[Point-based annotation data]
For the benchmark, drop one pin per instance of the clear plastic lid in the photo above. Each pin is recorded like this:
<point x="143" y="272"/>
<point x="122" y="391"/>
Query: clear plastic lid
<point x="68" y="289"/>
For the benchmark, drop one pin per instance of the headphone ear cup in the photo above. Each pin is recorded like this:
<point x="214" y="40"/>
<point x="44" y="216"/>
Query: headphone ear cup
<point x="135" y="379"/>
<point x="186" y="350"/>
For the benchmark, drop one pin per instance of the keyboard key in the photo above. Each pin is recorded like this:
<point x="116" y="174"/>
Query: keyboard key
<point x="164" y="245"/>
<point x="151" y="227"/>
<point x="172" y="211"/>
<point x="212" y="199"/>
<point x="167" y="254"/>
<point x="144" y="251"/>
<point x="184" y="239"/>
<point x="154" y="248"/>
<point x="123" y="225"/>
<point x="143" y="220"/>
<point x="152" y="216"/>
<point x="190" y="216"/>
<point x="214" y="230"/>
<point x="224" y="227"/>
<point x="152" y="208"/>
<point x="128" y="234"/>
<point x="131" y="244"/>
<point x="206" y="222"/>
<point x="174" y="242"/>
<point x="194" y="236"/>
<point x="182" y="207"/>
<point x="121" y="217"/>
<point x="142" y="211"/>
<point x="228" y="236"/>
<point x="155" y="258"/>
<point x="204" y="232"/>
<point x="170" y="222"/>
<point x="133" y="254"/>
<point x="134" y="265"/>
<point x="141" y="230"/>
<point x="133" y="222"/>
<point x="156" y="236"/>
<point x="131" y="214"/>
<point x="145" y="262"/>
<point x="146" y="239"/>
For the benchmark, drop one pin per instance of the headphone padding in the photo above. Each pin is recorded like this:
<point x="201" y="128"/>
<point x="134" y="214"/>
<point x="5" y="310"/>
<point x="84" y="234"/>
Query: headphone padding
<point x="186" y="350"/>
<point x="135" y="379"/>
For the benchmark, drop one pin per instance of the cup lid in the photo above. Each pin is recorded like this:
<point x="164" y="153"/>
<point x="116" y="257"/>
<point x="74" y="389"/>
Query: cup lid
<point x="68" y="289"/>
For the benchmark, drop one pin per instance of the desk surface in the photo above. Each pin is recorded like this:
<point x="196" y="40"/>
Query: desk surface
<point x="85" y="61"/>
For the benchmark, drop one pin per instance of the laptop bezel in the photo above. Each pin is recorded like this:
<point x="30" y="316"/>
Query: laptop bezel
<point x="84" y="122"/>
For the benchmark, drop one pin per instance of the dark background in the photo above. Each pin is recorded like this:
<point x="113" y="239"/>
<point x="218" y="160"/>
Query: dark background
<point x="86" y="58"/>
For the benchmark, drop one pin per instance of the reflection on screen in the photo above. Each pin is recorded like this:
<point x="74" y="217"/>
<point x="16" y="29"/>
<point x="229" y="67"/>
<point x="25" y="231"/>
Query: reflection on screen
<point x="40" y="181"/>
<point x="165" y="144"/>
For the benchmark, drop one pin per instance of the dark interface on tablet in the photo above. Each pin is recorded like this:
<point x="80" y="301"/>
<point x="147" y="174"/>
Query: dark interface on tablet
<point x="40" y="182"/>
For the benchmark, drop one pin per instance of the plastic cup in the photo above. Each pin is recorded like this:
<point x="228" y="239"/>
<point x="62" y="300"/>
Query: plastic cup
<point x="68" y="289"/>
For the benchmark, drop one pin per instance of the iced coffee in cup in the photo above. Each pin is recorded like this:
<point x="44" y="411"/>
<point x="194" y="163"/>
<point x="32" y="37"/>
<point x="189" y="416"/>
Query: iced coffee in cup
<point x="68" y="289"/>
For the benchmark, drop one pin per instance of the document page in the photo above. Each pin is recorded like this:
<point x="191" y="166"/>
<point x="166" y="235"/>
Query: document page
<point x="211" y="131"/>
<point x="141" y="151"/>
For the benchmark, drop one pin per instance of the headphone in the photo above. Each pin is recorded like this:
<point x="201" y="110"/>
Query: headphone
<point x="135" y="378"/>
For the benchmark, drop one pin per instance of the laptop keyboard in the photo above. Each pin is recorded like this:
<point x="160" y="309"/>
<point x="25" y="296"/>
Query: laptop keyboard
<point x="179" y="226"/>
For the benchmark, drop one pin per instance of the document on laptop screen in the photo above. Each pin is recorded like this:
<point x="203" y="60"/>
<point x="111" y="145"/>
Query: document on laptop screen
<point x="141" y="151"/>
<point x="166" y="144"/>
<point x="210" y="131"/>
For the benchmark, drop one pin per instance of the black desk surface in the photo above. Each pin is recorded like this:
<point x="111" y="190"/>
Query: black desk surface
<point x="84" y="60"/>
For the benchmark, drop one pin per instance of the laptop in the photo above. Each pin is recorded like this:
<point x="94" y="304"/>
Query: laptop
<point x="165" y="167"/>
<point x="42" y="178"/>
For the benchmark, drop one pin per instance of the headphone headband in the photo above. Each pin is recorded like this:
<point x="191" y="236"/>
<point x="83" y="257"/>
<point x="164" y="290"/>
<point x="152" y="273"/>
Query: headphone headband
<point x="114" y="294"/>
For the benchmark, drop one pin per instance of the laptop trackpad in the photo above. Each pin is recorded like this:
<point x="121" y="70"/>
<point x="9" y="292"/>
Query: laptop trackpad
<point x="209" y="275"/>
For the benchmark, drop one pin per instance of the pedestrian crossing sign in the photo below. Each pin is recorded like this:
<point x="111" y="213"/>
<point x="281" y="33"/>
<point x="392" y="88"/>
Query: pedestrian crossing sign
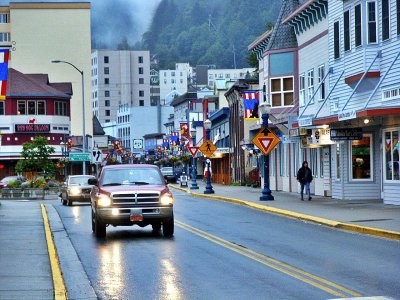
<point x="266" y="140"/>
<point x="208" y="148"/>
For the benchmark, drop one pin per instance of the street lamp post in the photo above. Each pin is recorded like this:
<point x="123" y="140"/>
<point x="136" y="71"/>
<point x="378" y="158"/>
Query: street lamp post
<point x="194" y="162"/>
<point x="209" y="188"/>
<point x="83" y="110"/>
<point x="64" y="154"/>
<point x="265" y="109"/>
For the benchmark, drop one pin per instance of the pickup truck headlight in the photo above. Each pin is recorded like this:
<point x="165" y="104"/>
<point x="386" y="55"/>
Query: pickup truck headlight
<point x="167" y="199"/>
<point x="103" y="200"/>
<point x="74" y="191"/>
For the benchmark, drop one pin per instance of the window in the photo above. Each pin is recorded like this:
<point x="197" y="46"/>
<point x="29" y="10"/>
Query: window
<point x="371" y="21"/>
<point x="336" y="40"/>
<point x="390" y="94"/>
<point x="321" y="162"/>
<point x="60" y="108"/>
<point x="31" y="107"/>
<point x="361" y="158"/>
<point x="282" y="91"/>
<point x="321" y="75"/>
<point x="337" y="157"/>
<point x="302" y="90"/>
<point x="357" y="25"/>
<point x="3" y="18"/>
<point x="21" y="107"/>
<point x="346" y="30"/>
<point x="310" y="85"/>
<point x="4" y="36"/>
<point x="386" y="20"/>
<point x="392" y="149"/>
<point x="41" y="108"/>
<point x="398" y="16"/>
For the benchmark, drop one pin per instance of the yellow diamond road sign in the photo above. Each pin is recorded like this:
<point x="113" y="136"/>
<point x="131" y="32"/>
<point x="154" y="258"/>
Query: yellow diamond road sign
<point x="266" y="140"/>
<point x="208" y="148"/>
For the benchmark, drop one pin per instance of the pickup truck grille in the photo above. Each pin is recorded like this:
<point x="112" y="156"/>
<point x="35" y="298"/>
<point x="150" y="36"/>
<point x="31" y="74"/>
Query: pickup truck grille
<point x="135" y="198"/>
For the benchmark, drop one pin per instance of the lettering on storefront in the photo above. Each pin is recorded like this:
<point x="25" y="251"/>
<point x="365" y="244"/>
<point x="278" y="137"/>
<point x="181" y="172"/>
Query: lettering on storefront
<point x="32" y="128"/>
<point x="346" y="134"/>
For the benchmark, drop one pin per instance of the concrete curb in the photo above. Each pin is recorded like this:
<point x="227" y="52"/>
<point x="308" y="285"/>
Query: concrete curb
<point x="76" y="280"/>
<point x="394" y="235"/>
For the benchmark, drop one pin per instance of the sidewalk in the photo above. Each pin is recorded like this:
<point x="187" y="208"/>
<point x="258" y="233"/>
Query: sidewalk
<point x="29" y="266"/>
<point x="363" y="216"/>
<point x="25" y="271"/>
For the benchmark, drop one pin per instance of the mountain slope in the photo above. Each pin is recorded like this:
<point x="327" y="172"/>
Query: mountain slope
<point x="207" y="31"/>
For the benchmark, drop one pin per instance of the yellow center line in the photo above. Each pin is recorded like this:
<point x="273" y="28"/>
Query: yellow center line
<point x="321" y="283"/>
<point x="60" y="291"/>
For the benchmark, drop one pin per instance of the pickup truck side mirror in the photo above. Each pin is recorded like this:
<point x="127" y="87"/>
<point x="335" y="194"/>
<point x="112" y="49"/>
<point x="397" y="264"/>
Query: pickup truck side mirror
<point x="93" y="181"/>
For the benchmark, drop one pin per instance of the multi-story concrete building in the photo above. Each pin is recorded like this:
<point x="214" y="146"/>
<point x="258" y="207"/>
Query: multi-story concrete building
<point x="39" y="32"/>
<point x="228" y="74"/>
<point x="119" y="78"/>
<point x="174" y="82"/>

• _Exercise_
Please copy the data verbatim, starting at the line containing "For the benchmark, drop one pin per instance of the multi-story" and ending at the last line of the data.

• _Answer for the task_
For the benchmark, drop one pin per instance of the multi-story concrete building in the photo above. Each pin is recorded like this:
<point x="214" y="146"/>
<point x="258" y="207"/>
Query: multi-story concrete building
<point x="39" y="32"/>
<point x="228" y="74"/>
<point x="119" y="78"/>
<point x="174" y="82"/>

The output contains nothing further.